• [Exercise]
Rewrite all of the material below, changing every "Practice step" to "Training step" and leaving everything else unchanged.

^^^^

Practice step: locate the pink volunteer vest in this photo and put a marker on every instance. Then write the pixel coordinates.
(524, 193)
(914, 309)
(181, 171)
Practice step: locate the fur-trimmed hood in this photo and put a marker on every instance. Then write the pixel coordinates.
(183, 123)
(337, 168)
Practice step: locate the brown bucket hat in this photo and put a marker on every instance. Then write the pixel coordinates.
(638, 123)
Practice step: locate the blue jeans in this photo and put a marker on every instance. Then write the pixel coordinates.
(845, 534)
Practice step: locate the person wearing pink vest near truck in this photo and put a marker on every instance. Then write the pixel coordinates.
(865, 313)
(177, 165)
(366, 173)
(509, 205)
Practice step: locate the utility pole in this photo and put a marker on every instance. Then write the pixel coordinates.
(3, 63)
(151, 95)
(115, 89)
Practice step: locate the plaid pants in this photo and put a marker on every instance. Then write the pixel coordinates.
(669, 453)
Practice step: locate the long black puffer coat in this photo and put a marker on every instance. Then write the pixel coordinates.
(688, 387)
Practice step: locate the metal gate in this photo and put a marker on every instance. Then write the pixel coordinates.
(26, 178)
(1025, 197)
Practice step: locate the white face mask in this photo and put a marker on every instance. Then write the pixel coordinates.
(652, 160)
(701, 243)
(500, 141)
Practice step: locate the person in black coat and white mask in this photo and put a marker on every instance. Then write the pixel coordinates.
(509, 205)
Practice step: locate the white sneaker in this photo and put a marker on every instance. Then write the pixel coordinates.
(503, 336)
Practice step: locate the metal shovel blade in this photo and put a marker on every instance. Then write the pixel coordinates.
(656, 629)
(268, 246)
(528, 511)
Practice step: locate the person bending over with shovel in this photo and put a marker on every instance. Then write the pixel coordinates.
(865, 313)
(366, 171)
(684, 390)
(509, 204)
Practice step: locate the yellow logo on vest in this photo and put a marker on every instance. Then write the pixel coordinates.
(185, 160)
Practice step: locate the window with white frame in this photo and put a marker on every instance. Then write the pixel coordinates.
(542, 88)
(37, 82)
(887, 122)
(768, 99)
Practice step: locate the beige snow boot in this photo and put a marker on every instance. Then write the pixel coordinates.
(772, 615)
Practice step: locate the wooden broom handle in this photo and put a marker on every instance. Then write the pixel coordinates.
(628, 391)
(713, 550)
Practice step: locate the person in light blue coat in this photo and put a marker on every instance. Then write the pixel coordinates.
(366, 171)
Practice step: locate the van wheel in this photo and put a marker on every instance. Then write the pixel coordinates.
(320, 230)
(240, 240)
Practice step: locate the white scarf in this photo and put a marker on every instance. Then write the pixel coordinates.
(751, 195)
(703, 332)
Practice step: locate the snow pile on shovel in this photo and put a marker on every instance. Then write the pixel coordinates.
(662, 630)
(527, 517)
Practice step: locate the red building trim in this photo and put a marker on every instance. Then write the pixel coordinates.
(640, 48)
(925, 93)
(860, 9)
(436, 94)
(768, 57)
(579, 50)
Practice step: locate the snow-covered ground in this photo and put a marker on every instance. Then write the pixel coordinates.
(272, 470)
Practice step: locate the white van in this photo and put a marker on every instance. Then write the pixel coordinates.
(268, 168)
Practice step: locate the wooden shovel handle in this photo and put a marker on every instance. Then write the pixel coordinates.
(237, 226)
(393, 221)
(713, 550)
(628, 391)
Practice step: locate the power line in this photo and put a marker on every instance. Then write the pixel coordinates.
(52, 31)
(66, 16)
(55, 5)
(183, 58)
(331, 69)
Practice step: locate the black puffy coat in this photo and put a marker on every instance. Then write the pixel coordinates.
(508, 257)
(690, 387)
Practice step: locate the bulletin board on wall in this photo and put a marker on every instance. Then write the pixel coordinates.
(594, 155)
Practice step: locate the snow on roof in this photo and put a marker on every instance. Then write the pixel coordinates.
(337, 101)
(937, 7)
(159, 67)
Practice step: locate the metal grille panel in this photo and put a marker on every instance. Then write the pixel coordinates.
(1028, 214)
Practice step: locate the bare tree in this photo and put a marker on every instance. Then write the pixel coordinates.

^^^^

• [Final answer]
Training step: locate the pink volunteer vest in this photo and put a marker on every instance. Then write the pixel coordinates.
(524, 193)
(914, 309)
(181, 171)
Training step: locate the fur-trimmed hood in this photo and put a marker on every instance. Then write the pixel coordinates.
(183, 123)
(337, 168)
Training step: locate the brown bucket hat in this photo and put a marker on every instance. Then write the pixel coordinates.
(638, 123)
Training step: locate the blue jeans in this photo and put a marker on every instance. Then write the pixel coordinates.
(845, 534)
Training step: locate the person wearing pink vest near truck in this photo and put a marker on every instance. Then write the pixel coordinates.
(865, 313)
(177, 165)
(366, 173)
(509, 205)
Training step: locate the utility pole in this photo and put a marker on every instance. Then write the pixel coordinates.
(3, 63)
(151, 95)
(115, 89)
Training step: locate the plaid pants in this photo and put a marker on every instance. Then write the pixel coordinates.
(669, 453)
Training step: locate the long black puffer coat in this photo and put a marker on every instance. Then write the pixel coordinates.
(688, 387)
Training step: locate the metal gate in this photo and put a marker on every instance. Then write the pixel coordinates.
(26, 178)
(1025, 197)
Training step: locate the white face mask in this photo and put a marker on every instance. Then write the pixel coordinates.
(652, 160)
(701, 243)
(500, 141)
Training step: locate the person in black coat and white mask in this photo and put a marker on every instance. Then write the pixel coordinates.
(509, 205)
Training step: locate the white sneaker in this photo and put a marker on every instance. Then write the pixel coordinates.
(503, 336)
Training step: locate the metal shovel blade in this photo and put a marker on every instance. Then write the pixel coordinates.
(656, 629)
(268, 246)
(528, 511)
Training step: locate the person bending over with shovel in this photo and put a marker on every instance. Then write the pixel coordinates.
(865, 313)
(366, 171)
(684, 390)
(509, 204)
Training step: locate the yellow logo on vest in this photo and put a marker on every instance. Then write the pixel coordinates.
(185, 160)
Training step: locate the window with white frame in this photo and put a marker on every instance. Then write the pixel coordinates.
(542, 88)
(37, 82)
(887, 122)
(768, 99)
Training step: locate the beige snow boot in this photo and put a marker on every instance. Then write the pixel coordinates.
(772, 615)
Training step: locate the wooden broom handle in this photo and put a marker on every instance. Then write the pixel coordinates.
(628, 391)
(713, 550)
Training step: locate the person in light blue coat in this photo and put a marker on every instance. Then write the pixel coordinates.
(366, 171)
Training step: locate the van wheel in this photo and put a marker on every instance. Then write the pixel coordinates.
(320, 230)
(240, 240)
Training step: locate the white scarf in this photo and put a marker on every instance. Then write the pixel coordinates.
(751, 195)
(703, 332)
Training step: locate the snow pile on shovel in this photo and put a marker on every instance. Then write the pixel coordinates.
(662, 630)
(527, 517)
Training step: locate the red building trim in this photo and put a marker on every instance. Then write the pixel coordinates.
(640, 48)
(925, 93)
(860, 9)
(436, 94)
(768, 57)
(579, 50)
Training step: locate the snow-covered ground in this photo and put a marker on every instance. Then write the pixel coordinates.
(272, 470)
Training step: locate the white van in this photo and put a marker on every instance. Then write the pixel coordinates.
(268, 168)
Training step: locate the wooden shovel handle in this photo and put a marker on every instance. Then write the pixel coordinates.
(237, 226)
(393, 221)
(713, 550)
(628, 391)
Training step: locate the power line in this photo and put a marker on every instance. Then write the pixel coordinates.
(52, 31)
(66, 16)
(55, 5)
(183, 58)
(331, 69)
Training step: locate the black puffy coat in this photo and put a marker on every instance. Then write the pixel coordinates.
(508, 257)
(690, 387)
Training step: locate the bulletin board on wall in this photo and put a marker on every instance. Then write the pixel coordinates.
(594, 155)
Training step: locate the snow on roof in this photo and put a marker on every instance. Then write the pixel coordinates.
(337, 101)
(937, 7)
(159, 67)
Training step: locate the metal grille panel in this photo and put a marker on every instance. Then write the pixel coordinates.
(1028, 214)
Training step: locate the bare tree in this photo and put a marker on every instance. Then write the pixel coordinates.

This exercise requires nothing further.